(A run of records)
□ □ □ □

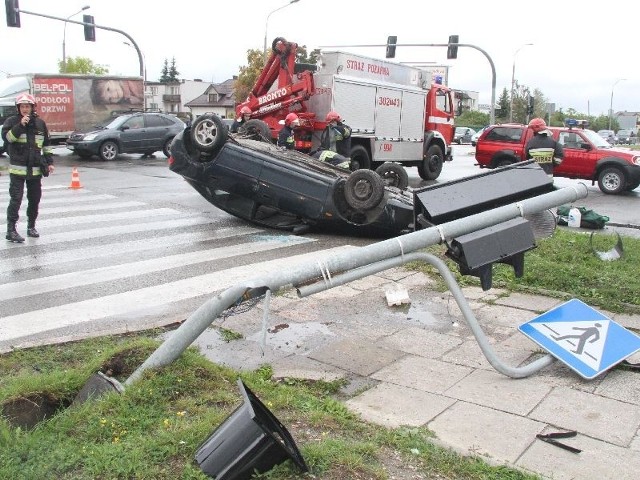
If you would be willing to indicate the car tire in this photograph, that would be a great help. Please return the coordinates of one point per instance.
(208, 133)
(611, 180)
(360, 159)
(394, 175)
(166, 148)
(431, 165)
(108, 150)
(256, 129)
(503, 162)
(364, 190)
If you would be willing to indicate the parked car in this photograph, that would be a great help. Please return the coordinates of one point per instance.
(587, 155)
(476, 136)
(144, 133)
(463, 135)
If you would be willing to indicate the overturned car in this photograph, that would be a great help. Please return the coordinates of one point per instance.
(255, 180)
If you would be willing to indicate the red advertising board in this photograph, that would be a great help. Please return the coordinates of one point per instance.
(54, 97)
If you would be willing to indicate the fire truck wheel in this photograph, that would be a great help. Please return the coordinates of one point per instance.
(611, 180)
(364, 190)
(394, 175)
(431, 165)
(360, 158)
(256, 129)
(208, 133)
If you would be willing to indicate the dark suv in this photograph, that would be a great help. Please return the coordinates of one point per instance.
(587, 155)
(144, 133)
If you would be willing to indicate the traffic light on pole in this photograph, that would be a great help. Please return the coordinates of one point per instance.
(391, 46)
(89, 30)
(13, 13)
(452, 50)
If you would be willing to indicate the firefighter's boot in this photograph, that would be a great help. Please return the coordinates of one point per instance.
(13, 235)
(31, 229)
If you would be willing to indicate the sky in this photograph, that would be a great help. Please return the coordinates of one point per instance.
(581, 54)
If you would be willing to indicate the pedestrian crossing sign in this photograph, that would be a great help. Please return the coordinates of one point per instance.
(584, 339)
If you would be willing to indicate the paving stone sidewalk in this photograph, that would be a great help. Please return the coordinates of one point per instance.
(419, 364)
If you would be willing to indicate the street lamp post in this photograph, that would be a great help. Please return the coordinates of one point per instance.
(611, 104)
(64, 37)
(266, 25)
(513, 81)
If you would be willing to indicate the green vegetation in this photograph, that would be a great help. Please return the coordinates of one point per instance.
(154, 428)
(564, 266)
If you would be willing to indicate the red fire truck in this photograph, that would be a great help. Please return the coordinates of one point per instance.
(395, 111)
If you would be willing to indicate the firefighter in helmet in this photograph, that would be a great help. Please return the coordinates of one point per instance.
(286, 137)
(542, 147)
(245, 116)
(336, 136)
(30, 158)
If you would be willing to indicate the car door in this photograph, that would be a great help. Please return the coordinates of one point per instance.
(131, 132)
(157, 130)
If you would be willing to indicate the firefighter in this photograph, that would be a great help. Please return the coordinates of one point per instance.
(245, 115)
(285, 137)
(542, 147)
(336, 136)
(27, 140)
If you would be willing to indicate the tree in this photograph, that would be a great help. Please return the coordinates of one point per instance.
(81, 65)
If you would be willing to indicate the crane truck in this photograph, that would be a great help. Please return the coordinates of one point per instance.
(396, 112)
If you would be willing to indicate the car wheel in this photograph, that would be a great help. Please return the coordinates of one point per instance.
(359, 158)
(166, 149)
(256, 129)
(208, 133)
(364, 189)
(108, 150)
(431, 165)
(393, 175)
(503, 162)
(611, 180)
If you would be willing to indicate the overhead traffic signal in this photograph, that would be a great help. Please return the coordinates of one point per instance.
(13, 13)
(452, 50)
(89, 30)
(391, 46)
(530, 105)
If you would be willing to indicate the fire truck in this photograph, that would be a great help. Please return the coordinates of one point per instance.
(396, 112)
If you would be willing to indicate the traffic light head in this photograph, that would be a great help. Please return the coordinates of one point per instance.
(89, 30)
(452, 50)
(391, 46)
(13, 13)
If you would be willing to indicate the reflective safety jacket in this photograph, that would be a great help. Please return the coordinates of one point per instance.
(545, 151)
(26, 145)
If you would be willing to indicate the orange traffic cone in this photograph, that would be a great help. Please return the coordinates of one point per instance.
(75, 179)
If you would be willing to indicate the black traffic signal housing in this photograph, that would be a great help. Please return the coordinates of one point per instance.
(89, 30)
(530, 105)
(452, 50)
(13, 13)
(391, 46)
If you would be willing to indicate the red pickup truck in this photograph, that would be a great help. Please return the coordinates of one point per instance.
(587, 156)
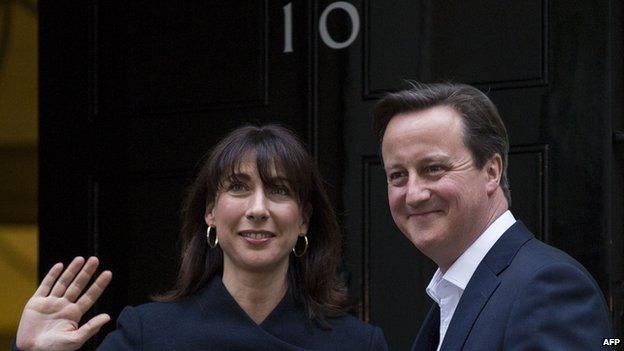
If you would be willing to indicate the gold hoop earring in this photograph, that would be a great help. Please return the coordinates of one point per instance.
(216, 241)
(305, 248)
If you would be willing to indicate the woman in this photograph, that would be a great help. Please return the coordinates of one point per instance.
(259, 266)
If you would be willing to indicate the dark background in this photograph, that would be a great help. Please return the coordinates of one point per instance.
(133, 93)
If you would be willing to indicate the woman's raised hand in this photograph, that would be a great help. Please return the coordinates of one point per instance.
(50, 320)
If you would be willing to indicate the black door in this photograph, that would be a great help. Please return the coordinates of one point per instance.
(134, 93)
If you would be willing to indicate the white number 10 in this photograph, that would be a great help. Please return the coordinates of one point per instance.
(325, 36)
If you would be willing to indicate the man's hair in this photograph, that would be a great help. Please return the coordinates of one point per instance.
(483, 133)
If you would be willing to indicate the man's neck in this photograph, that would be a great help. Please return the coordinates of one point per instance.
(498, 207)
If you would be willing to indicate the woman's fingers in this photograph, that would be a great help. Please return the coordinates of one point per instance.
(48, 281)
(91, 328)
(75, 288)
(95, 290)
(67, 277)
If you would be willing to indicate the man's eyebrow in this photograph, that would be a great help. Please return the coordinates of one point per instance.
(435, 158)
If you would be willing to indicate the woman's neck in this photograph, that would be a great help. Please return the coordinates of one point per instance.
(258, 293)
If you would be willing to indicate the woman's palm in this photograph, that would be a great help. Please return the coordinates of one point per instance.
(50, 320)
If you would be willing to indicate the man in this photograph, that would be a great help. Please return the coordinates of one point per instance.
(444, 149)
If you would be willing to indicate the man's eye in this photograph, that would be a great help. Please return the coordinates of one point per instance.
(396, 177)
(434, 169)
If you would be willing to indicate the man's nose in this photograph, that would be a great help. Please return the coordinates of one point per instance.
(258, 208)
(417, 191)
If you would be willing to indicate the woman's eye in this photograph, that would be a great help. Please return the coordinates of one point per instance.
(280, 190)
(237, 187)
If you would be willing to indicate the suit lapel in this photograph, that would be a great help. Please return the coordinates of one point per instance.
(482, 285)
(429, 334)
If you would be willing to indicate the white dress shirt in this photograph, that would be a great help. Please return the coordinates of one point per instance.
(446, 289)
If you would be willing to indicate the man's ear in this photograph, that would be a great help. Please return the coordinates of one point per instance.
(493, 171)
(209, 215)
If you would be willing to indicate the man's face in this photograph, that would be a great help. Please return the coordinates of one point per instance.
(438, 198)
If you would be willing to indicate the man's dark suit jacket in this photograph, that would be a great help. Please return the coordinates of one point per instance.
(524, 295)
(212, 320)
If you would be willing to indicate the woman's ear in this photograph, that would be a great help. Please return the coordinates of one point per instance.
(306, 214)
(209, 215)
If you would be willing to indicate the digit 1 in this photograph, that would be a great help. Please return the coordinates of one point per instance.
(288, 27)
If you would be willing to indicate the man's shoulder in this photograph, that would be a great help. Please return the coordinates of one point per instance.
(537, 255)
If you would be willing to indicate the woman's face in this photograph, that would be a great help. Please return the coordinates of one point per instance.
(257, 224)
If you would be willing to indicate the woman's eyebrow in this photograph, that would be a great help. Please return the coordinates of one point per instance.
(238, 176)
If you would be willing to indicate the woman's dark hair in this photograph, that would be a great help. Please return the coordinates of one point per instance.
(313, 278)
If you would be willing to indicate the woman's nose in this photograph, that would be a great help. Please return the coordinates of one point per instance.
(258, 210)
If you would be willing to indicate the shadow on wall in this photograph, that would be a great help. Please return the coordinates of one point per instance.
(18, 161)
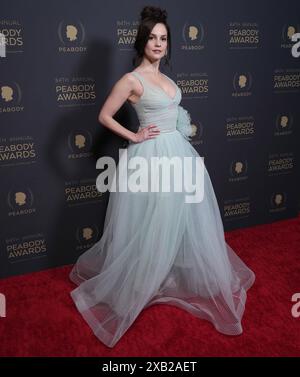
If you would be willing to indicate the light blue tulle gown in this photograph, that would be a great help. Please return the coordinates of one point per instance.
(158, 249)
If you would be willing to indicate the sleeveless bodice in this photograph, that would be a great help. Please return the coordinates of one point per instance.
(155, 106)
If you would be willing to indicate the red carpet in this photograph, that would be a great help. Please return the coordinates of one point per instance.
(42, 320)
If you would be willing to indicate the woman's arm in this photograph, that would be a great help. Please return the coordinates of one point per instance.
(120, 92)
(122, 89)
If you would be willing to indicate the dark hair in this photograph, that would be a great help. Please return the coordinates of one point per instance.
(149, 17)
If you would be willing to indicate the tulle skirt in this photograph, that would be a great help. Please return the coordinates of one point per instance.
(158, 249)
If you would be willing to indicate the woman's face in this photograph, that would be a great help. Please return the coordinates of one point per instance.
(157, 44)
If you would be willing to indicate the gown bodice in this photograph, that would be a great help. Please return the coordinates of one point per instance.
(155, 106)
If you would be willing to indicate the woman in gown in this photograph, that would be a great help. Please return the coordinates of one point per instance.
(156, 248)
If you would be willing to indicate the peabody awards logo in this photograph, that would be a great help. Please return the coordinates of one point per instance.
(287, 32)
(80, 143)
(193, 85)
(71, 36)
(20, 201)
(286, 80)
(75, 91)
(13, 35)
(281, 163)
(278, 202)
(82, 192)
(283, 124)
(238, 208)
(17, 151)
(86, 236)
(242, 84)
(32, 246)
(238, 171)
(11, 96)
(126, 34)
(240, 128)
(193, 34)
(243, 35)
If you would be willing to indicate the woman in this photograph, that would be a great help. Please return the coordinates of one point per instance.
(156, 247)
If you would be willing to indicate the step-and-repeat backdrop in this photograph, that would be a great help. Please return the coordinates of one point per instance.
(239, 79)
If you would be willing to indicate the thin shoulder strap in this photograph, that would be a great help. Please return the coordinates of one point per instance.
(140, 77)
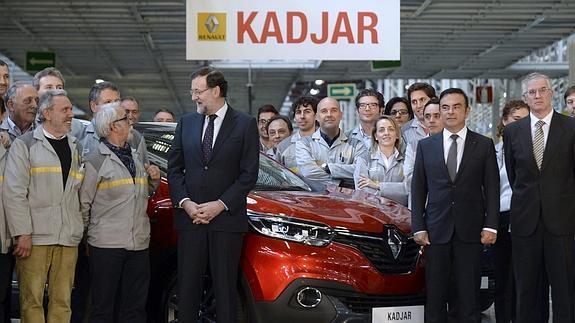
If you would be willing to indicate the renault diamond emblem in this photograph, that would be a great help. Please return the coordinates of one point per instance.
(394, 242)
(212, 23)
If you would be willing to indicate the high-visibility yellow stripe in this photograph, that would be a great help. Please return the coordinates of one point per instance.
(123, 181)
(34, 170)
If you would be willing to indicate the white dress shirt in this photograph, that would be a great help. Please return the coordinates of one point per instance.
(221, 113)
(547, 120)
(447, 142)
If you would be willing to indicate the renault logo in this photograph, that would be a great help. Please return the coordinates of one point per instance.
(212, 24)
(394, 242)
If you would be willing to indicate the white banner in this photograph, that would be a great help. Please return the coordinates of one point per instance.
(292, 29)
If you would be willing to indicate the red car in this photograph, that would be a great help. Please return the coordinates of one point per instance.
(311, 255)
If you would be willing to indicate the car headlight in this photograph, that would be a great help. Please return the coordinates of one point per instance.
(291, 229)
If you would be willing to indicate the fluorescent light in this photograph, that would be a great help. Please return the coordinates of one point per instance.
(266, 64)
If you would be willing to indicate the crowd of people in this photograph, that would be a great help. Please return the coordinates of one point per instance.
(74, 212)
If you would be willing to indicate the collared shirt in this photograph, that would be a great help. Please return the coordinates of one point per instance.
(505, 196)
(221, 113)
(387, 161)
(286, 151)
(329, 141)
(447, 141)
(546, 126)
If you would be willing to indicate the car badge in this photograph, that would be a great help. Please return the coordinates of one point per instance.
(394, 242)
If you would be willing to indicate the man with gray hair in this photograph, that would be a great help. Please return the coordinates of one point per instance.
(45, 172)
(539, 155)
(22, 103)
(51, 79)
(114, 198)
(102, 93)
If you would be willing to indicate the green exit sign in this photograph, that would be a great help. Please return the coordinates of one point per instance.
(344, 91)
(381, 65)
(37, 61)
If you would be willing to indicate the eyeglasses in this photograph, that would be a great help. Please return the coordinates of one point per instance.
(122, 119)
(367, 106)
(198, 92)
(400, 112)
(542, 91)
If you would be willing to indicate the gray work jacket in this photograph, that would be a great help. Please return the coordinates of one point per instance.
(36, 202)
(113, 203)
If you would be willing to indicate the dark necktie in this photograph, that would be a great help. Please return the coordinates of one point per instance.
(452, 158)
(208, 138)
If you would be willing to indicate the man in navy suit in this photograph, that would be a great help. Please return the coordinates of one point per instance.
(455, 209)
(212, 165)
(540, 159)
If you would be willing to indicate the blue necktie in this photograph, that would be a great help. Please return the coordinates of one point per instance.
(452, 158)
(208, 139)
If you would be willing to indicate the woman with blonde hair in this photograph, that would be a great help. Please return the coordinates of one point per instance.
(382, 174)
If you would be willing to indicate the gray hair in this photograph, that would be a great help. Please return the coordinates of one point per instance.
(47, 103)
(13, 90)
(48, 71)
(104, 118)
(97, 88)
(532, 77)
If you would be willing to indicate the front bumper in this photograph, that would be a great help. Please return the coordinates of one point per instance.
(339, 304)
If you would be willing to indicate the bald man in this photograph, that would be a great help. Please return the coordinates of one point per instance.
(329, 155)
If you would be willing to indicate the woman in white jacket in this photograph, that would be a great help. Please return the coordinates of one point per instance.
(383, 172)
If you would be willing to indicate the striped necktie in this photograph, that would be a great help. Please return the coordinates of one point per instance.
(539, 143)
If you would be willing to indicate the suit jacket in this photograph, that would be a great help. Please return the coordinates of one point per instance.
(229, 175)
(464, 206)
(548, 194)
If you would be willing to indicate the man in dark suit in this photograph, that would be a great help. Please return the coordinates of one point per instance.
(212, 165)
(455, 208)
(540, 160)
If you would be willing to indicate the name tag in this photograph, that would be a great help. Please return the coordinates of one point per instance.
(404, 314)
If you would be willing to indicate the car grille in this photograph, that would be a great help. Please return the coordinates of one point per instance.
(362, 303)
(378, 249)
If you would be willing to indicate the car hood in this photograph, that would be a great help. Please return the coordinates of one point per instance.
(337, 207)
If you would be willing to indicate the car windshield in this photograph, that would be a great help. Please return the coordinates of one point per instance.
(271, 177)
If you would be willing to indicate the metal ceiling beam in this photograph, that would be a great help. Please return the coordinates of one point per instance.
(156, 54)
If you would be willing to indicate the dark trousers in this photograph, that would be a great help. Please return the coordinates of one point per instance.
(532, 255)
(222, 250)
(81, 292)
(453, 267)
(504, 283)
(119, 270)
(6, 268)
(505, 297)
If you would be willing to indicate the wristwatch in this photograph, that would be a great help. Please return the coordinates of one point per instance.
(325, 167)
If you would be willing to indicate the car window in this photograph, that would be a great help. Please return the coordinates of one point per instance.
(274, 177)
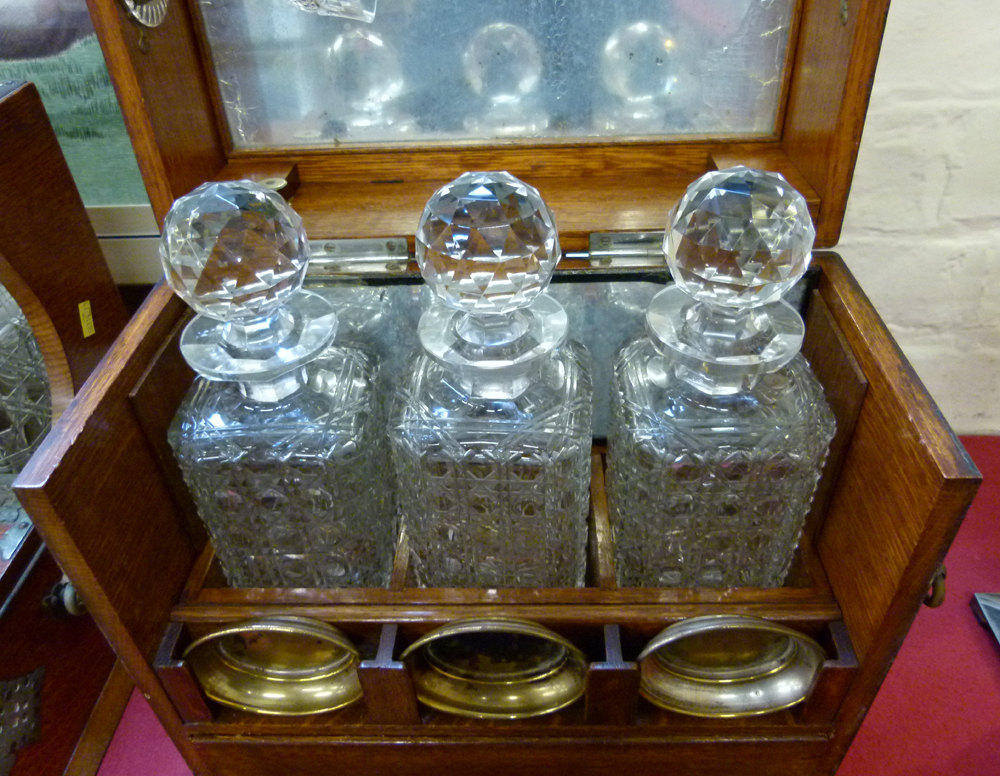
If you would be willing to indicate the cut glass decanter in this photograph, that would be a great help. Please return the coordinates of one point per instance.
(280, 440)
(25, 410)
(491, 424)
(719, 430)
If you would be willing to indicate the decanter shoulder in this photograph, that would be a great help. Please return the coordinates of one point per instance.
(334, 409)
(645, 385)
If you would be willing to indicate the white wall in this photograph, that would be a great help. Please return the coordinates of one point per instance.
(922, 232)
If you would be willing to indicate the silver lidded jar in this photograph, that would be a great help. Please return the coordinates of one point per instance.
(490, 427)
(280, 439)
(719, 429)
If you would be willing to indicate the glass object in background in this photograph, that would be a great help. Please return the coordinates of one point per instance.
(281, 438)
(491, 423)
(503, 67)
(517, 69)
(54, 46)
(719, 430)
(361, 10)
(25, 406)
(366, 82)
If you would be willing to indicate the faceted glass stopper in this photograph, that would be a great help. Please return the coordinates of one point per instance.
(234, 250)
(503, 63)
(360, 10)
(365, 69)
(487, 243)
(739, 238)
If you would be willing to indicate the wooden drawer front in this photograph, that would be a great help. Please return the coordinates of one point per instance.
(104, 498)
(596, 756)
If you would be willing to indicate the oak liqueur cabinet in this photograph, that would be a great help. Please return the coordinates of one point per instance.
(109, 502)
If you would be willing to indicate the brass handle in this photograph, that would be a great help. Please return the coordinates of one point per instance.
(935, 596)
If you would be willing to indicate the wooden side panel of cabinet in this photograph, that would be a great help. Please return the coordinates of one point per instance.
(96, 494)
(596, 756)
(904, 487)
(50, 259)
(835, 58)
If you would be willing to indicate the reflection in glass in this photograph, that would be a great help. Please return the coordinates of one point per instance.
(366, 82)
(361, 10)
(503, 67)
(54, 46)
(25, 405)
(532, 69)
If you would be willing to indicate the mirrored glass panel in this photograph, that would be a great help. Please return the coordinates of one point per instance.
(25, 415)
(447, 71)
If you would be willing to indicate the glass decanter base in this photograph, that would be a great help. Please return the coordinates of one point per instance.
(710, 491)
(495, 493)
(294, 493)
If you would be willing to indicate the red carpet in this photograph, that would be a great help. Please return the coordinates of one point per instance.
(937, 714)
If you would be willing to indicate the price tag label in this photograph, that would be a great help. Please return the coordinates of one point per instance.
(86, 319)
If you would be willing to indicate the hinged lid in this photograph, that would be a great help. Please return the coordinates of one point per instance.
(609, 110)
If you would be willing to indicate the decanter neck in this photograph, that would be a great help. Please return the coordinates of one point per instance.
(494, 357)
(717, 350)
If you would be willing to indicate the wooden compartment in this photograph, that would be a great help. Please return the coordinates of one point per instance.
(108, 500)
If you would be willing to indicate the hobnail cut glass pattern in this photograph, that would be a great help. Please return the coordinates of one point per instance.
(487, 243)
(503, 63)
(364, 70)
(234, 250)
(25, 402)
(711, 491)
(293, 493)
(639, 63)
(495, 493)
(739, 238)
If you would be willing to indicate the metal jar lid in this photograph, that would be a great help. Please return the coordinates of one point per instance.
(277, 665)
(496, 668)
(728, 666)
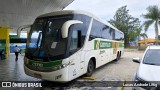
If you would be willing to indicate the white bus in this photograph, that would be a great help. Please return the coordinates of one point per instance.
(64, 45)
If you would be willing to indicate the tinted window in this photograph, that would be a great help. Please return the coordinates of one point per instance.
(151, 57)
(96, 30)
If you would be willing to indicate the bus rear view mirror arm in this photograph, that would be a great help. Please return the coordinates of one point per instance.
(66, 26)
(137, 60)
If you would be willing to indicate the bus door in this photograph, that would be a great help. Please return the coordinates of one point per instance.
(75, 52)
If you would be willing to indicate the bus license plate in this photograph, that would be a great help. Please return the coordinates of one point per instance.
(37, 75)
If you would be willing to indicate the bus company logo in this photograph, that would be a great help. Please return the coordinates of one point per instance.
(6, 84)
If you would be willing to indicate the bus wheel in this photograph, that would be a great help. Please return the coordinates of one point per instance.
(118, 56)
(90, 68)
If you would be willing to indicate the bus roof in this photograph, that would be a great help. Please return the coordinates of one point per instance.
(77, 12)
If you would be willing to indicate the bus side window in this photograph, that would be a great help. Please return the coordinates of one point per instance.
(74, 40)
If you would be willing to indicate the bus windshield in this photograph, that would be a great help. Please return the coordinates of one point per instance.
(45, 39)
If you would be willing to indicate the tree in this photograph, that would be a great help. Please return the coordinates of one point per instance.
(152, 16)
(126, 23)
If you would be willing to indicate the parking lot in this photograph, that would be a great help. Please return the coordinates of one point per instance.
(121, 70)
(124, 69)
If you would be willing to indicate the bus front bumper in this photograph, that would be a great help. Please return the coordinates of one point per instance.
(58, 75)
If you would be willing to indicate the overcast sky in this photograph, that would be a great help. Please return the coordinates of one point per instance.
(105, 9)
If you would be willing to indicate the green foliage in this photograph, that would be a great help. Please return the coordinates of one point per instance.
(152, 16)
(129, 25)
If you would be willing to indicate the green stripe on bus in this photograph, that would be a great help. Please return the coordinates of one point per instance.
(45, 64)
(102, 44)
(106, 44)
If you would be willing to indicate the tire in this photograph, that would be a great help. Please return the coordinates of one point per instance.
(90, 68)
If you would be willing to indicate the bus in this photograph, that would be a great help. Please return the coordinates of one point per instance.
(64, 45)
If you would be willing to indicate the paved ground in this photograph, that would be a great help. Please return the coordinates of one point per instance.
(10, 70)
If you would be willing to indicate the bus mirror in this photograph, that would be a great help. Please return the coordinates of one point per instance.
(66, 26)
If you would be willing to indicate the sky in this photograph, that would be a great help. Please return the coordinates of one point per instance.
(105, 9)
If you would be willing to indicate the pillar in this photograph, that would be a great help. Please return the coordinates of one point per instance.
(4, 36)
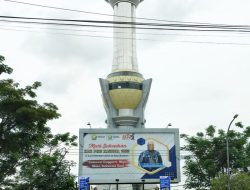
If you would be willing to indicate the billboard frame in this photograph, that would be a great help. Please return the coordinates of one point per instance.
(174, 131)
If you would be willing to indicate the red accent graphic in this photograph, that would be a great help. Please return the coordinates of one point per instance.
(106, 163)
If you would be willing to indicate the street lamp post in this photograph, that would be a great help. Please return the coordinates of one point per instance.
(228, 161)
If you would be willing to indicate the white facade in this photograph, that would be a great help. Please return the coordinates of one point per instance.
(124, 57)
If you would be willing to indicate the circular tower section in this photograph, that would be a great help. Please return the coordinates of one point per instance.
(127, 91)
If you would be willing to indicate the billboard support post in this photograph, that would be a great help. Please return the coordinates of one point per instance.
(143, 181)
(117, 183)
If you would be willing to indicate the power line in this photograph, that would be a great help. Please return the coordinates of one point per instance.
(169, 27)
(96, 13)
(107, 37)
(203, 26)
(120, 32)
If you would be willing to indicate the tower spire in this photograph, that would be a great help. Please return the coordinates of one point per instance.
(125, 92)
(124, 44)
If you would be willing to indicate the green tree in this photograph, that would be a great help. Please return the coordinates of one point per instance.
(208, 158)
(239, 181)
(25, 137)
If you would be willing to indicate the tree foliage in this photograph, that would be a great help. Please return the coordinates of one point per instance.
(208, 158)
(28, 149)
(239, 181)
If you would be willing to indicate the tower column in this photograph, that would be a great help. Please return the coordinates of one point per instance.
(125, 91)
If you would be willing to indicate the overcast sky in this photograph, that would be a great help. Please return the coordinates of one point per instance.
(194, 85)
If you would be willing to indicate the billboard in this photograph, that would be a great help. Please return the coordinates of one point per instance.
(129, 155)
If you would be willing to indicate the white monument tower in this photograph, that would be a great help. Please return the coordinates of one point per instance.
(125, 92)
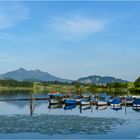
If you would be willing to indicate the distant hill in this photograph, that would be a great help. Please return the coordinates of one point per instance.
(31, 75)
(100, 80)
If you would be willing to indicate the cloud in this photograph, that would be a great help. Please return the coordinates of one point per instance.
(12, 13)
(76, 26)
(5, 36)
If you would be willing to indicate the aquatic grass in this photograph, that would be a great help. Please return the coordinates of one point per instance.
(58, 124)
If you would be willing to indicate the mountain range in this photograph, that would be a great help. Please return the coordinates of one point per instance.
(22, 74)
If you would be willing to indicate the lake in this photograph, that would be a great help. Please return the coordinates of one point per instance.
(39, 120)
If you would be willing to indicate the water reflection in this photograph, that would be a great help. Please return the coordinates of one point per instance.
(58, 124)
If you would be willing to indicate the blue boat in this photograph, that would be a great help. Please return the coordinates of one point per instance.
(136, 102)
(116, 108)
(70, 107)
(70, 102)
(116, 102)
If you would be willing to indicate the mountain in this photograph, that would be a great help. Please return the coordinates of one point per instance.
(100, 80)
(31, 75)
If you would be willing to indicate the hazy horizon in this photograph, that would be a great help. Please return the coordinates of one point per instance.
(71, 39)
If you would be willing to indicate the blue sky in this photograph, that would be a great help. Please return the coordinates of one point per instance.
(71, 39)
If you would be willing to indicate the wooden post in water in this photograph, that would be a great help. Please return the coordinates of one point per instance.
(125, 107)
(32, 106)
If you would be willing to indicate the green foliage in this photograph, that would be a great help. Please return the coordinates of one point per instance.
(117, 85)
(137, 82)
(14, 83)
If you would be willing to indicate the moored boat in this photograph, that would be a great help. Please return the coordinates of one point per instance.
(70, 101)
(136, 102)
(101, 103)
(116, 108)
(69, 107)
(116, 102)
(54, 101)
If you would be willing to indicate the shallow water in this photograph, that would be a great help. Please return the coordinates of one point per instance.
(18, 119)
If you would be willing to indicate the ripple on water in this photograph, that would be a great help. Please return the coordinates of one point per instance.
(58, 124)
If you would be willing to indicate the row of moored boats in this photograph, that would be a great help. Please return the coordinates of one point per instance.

□ □ □ □

Task goal -> Take the line that contains "If you would be willing to indicate the shallow" and every line after it through the end of the listing above, and repeat them exactly.

Exercise output ->
If you would be willing to indicate the shallow water in this photograph, that would be a great help. Please return the coordinates of one point per instance.
(18, 119)
If you would be willing to indicate the ripple on water in this photograph, that would be a great help. Please return the coordinates of one point per instance.
(58, 124)
If you would be willing to indicate the row of moored boats in this photograph, that would be a great help. Please return the coordinates of one point per instance.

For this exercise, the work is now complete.